▸ **To do**:
Carry on the biographical article on Victor Marra Newland, picking up after its final sentence.

▸ **Supplied passage**:
Member of the South Australian House of Assembly for North Adelaide
- In office 8 April 1933 – 19 March 1938 Serving with Shirley Jeffries
- Preceded by: Frederick Birrell
- Succeeded by: Division abolished

Personal details
- Born: 18 August 1876 near Wilcannia, New South Wales
- Died: 12 January 1953 (aged 76) Adelaide, South Australia
- Party: Liberal and Country League
- Relations: Henry Newland (brother) Phil Newland (brother)
- Parent: Simpson Newland (father);

Military service
- Allegiance: Australia United Kingdom
- Branch/service: Australian Army British Army
- Years of service: c.1899–1901 1914–1918
- Rank: Major
- Unit: Second South Australian Mounted Rifles King's African Rifles
- Battles/wars: Second Boer War First World War
- Awards: Officer of the Order of the British Empire Military Cross Distinguished Conduct Medal Mentioned in Despatches (3)

= Victor Marra Newland =

Australian politician

Victor Marra Newland, (18 August 1876 – 12 January 1953) was an Australian army officer and politician. He served in the Second Boer War and with the King's African Rifles in the First World War, was decorated for his service in each, and retired with the rank of major. He was formerly a member of the Legislative Council of British East Africa, and in 1933 became the representative for North Adelaide in the South Australian House of Assembly.

==Early life and career==
Newland was born at Marra station, near Wilcannia, New South Wales, the third son of Simpson Newland (1835–1925) and his wife Jane Isabella Newland, née Layton (c. 1850 – 11 January 1939).
He was educated at Queen's School, North Adelaide, and St. Peter's College, and was a member of the Modern Pickwick Club. He joined the South Australian Mounted Rifles and sailed to South Africa with the second contingent of the Light Horse and served in the Boer War. He was mentioned in despatches, and awarded the Distinguished Conduct Medal and the Queen's South Africa Medal with five clasps.

After the war he remained in Africa. He acted as manager for a land and stock agency in Nairobi, British East Africa (now Kenya) in 1903, then two years later with fellow South Australian Leslie Jefferis Tarlton (1877–c. 1950) he formed Newland, Tarlton & Co. Ltd., organizing big-game safaris for wealthy patrons, including Theodore Roosevelt in 1909–1910. Newland was a president of the Associated Chambers of Commerce, a member of the Kenya's Legislative Council, and chairman of the Nairobi Town Council.

==First World War and politics==
He was holidaying in Australia at the outbreak of the First World War, and returned to Kenya. He joined the King's African Rifles and fought in the German East Africa campaign, attaining the rank of major and winning the Military Cross. He was also appointed an Officer of the Order of the British Empire and mentioned in despatches twice.

▸ **Given entries**:
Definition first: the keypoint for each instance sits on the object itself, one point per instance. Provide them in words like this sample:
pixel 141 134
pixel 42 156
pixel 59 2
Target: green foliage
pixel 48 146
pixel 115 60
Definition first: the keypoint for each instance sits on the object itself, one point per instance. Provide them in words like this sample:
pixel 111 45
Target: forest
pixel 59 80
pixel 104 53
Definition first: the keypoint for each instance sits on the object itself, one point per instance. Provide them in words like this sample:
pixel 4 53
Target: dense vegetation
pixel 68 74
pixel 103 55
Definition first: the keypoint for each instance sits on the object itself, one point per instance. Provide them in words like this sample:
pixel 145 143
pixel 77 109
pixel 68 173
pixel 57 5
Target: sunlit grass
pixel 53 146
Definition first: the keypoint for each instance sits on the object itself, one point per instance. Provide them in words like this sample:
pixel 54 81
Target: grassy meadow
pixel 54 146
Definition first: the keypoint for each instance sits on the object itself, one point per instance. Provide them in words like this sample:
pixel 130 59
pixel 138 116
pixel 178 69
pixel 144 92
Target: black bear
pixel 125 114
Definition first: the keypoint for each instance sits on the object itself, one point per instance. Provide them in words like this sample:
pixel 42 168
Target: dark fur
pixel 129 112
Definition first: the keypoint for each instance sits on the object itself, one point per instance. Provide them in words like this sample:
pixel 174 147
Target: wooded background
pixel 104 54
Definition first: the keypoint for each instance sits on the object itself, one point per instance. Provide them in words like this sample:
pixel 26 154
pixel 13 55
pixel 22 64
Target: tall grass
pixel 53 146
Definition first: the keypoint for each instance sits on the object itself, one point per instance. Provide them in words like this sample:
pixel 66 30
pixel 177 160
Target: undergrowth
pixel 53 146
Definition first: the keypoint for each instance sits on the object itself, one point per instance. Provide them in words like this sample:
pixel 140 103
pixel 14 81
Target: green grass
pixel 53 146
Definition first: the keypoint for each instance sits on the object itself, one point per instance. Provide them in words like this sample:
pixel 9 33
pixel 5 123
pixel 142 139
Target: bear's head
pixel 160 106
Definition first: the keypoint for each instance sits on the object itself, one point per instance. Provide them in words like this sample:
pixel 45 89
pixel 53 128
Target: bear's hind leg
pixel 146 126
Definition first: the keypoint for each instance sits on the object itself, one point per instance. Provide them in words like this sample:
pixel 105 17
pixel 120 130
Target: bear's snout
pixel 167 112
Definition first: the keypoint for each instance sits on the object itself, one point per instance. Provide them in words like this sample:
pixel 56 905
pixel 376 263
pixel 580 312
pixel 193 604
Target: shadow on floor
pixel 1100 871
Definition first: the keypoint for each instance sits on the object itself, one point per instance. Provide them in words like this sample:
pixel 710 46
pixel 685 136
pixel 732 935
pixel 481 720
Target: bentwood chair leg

▸ **Answer to this problem**:
Newland returned to Adelaide where in 1923 he was made a member of the Stock Exchange, and three years later became a partner in the firm of Newland and Hunter. Almost up to the time of his death, his interests and his influence remained widespread. Their home for many years was at 34 Molesworth Street, North Adelaide.

In 1933 he was elected to the South Australian House of Assembly as the Liberal and Country League (LCL) member for North Adelaide, serving until 1938.

He was buried at Victor Harbour.

==Other interests==
- Newland was famous as a big game hunter
- He was a member of the Council of the Zoological Society for more than 20 years.
- He was president of the Royal Society of St. George.
- He was closely associated with the British Imperial Servicemen's sub-branch of the RSL.

==Family==
Rev. Ridgway William Newland (c. 1788 – 8 March 1864) was married to Martha Newland, née Keeling (c. 1797 – 13 April 1870), arrived in South Australia with six children aboard Sir Charles Forbes in June 1839.
- Simpson Newland (2 November 1835 – 27 June 1925) married Jane Isabella Layton (c. 1850 – 11 January 1939) on 12 September 1872. Had issue:
- Col. Henry Simpson Newland CBE, DSO (1873–1969)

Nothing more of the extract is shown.